_Materials provided_
--- start ---
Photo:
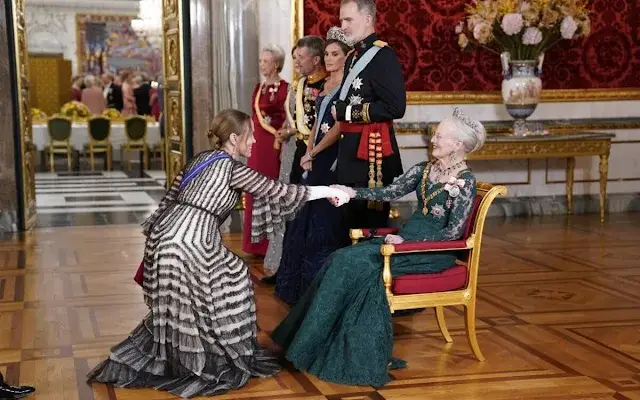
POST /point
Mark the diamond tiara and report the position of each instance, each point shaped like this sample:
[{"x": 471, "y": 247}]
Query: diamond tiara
[{"x": 470, "y": 122}]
--- end ---
_Instructions to follow_
Report every line of the data above that contains the string "tiara", copying each line in full.

_Exercise answer_
Mark the diamond tiara and report the position of each instance, each point shaped like this sample:
Query: diamond tiara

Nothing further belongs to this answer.